• PAGE TEXT:
----------

The beach is about as romantic a setting a couple can explore together. So it was that Paul Rellinger Jr. of Peterborough, on vacation this past week in Nova Scotia, took his wife Olivia by the hand and headed to Big Glace Bay Beach near Port Caledonia on Cape Breton Island.
Soft sand beneath their feet, gentle waves rolling ashore nearby, the couple set about exploring the desolate ocean-side stretch. It was then they came across a most unusual — and as things turned out, mysterious — find.
“Our friend Robyn had said ‘You’ve got check out Big Glace Bay Beach … it’s big, it’s nice, and not a lot of people go there, so it’s quiet,'” says Paul Rellinger Jr., who is the son of kawarthaNOW writer Paul Rellinger. “We had walked almost a kilometre, collecting stones, sea glass, and shells and taking some pictures. On the walk back, closer to the grassy area, Olivia and Robyn pointed out what they thought was a ball.”
Protruding partially from the sand, the object of their collective attention was indeed round in shape but, upon taking a closer look, Rellinger realized they had stumbled across something much more intriguing.
“As I looked closer, I said ‘That’s not a ball … that looks like a skull,'” recounts Rellinger, who picked their find up to examine it further.
“When you rotated it, you could see the brow bone, the ocular cavities, the fusion lines from the skull plate, and you could see a where jawbone would have connected. There was no lower half, so there were no teeth. We saw enough that we were pretty sure it was human. We were like ‘What the hell do we do now?'”
What they did was report their discovery to police.
“We didn’t feel right not doing anything,” says Paul, adding “If they (police) don’t want to do anything, we’ll take it and be on our way.”
As it turned out, Cape Breton Regional Police were very interested, with a sergeant arriving on scene not long after the call was made.
“We took the skull with us back to our car but I marked the area where we found it with a stick and put a water bottle over it so it was easily identifiable,” says Rellinger. “He (the sergeant) was like ‘Oh, I hear you might have found something.’ The second we showed him, he was like ‘Oh, OK.’ He looked at and said ‘Yeah, let me make a phone call.”
The officer said in 35 years “on the job” this was the first time he’s been called to investigate a skull discovery.
After another officer arrived on scene, Rellinger led them to where the skull was found. Police took photos, registered the coordinates of the location, and bagged anything else relevant to the discovery, including two other bones found nearby. That done, the medical examiner’s office in Halifax was notified.
“The sergeant said it could be (the remains) of a fisherman from Peru who fell of his boat in the middle of the ocean 10 months ago,” says Rellinger, “As far as we knew, it might have washed ashore and became unearthed in the storm (tropical storm Fiona).”

----------

• DATA SHOWN:
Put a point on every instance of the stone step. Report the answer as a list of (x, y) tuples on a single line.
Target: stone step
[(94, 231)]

----------

• TASK INSTRUCTIONS:
Continue the article about the skull found on Big Glace Bay Beach, starting after its last sentence.

• ANSWER FOR THIS EXERCISE:
The skull and two bones have subsequently sent to the medical examiner’s office and will undergo testing to determine if they are indeed human and, if so, to attempt to identify them via DNA testing.
“I made the joke that it would make a great candy dish for Halloween but they (police) were pretty interested in it pretty quickly,” says Rellinger, adding that because his wife “didn’t want to touch it,” taking the skull home would have been a tough sell.
“There was nothing creepy to it, other than the fact that it used to be a human being and something happened, whether it was natural or not, and somehow it ended up on a beach on Cape Breton Island.”
“We thought maybe it’s a missing person from God knows how long ago and it can bring closure to somebody’s family. That’s the best case scenario.”
Whatever the outcome, there is one guarantee.
“No one goes on vacation and expects to find human remains,” says Rellinger. “This sticks out as a memorable part of the week that happened right at the end. It’s something we’ll definitely always remember.”
Rellinger says police indicated they will reach out later and share any details when they become known.
“If it turns out there is a conclusion instead of a dead end, I think it will become more memorable. If it turns out this is a missing person from 20 years ago and family reaches out to thank us for finding it, that’s a whole other story. We’ll have to wait and see.”
In the meantime, there is one plausible explanation for the skull’s beach landing that is rooted in an occurrence dating back to 2014.
In April of that year, CBC reported the disappearance of five graves from a cemetery in Ingonish on Cape Breton Island due to erosion. A human skull and other bones subsequently washed ashore on a nearby beach. According to the cemetery’s caretaker, erosion near seaside cemeteries washing remains out to sea is not uncommon.
While the cemetery in question is a considerable distance from where the Rellingers made their discovery, it’s not out of the realm of possibility that a similar occurrence happened with the same result.